● WRITTEN TASK:
Reproduce exactly the lines from the one containing "on cliff in the photo above." through the last line of the data, both ends included.

─── TASK MATERIAL ───

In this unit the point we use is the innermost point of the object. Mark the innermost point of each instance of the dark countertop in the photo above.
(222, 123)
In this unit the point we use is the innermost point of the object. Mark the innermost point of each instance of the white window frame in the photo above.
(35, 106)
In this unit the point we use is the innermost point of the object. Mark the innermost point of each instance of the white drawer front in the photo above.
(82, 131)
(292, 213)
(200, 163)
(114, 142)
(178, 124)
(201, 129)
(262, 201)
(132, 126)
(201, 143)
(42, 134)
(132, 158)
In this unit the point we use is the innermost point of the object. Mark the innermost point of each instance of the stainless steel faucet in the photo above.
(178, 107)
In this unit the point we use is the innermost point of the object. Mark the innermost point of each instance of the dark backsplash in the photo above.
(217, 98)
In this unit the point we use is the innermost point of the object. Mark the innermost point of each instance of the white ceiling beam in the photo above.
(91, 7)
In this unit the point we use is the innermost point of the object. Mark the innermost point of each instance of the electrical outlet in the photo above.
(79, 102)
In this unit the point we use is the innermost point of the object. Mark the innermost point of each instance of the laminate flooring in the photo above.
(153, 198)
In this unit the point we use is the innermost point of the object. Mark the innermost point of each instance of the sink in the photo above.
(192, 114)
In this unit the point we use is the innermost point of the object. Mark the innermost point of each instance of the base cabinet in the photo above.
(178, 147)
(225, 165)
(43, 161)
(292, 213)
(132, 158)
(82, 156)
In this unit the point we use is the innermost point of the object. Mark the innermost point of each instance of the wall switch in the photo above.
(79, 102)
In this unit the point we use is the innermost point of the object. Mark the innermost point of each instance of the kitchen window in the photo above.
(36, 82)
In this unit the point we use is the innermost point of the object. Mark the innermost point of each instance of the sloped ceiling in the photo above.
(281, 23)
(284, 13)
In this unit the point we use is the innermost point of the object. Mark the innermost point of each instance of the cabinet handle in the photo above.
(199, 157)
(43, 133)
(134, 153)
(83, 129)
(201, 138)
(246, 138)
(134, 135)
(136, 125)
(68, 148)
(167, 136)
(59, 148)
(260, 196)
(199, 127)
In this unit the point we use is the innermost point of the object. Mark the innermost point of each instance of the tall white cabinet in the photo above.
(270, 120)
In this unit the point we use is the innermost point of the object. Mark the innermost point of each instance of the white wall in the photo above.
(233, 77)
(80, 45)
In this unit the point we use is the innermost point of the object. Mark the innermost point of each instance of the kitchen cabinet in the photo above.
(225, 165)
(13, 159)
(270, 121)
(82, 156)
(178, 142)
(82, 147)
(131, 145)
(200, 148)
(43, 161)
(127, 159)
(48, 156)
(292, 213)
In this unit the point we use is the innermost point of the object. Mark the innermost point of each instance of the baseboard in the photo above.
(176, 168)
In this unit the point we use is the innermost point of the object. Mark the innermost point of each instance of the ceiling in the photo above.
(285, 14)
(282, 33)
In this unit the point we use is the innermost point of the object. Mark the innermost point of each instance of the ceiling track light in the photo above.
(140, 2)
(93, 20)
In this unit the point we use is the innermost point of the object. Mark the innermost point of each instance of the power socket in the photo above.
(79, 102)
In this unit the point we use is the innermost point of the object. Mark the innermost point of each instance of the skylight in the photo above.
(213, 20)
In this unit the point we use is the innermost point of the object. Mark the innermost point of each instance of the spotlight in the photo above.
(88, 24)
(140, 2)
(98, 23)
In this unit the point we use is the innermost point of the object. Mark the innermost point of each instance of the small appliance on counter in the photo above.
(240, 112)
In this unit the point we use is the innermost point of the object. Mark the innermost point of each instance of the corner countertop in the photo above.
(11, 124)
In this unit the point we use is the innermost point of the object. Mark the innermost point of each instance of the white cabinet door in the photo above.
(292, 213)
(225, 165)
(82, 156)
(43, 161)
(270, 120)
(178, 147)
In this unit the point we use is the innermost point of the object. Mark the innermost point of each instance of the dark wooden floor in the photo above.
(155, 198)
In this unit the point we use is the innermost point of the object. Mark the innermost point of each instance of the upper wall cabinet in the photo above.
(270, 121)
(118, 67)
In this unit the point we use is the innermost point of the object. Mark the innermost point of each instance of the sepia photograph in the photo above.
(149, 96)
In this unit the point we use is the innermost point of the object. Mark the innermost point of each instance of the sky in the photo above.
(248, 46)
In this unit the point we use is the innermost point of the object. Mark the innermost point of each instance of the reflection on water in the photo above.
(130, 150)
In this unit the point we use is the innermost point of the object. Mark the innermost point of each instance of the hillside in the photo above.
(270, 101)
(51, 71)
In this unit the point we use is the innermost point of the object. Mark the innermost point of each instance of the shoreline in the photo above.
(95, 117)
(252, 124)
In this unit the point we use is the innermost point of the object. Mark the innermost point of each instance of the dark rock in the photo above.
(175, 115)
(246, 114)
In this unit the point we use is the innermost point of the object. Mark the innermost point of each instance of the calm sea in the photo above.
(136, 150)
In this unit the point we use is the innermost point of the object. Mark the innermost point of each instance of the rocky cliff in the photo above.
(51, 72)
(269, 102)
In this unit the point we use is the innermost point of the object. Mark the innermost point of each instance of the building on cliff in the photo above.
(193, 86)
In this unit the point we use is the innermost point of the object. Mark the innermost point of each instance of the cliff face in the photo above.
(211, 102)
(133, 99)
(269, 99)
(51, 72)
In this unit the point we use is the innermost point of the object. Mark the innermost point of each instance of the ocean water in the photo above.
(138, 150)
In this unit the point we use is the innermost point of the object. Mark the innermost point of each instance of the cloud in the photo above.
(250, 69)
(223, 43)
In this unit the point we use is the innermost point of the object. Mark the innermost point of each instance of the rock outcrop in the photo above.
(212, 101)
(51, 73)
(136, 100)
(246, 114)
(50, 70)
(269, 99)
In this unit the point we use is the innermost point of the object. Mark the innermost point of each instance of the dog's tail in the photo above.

───

● COMPLETE OUTPUT:
In this unit the point we use is the innermost point of the object. Mark the innermost point of each instance of the building on cliff in the photo above.
(193, 86)
In this unit the point we use is the innermost point of the object. Mark the innermost point of each instance of the cliff face in the photo above.
(211, 102)
(133, 99)
(269, 99)
(51, 72)
In this unit the point we use is the innermost point of the object. Mark the innermost point of each instance of the ocean water in the photo above.
(138, 150)
In this unit the point we use is the innermost point of the object. Mark the innermost point of each instance of the cloud in the photo above.
(250, 69)
(223, 43)
In this unit the point we use is the innermost point of the object. Mark the innermost point of each instance of the rock outcrop in the photo above.
(212, 101)
(51, 73)
(136, 100)
(246, 114)
(50, 70)
(269, 99)
In this unit the point we use is the innermost point of the object. Mark the innermost point of each instance of the dog's tail in the photo above.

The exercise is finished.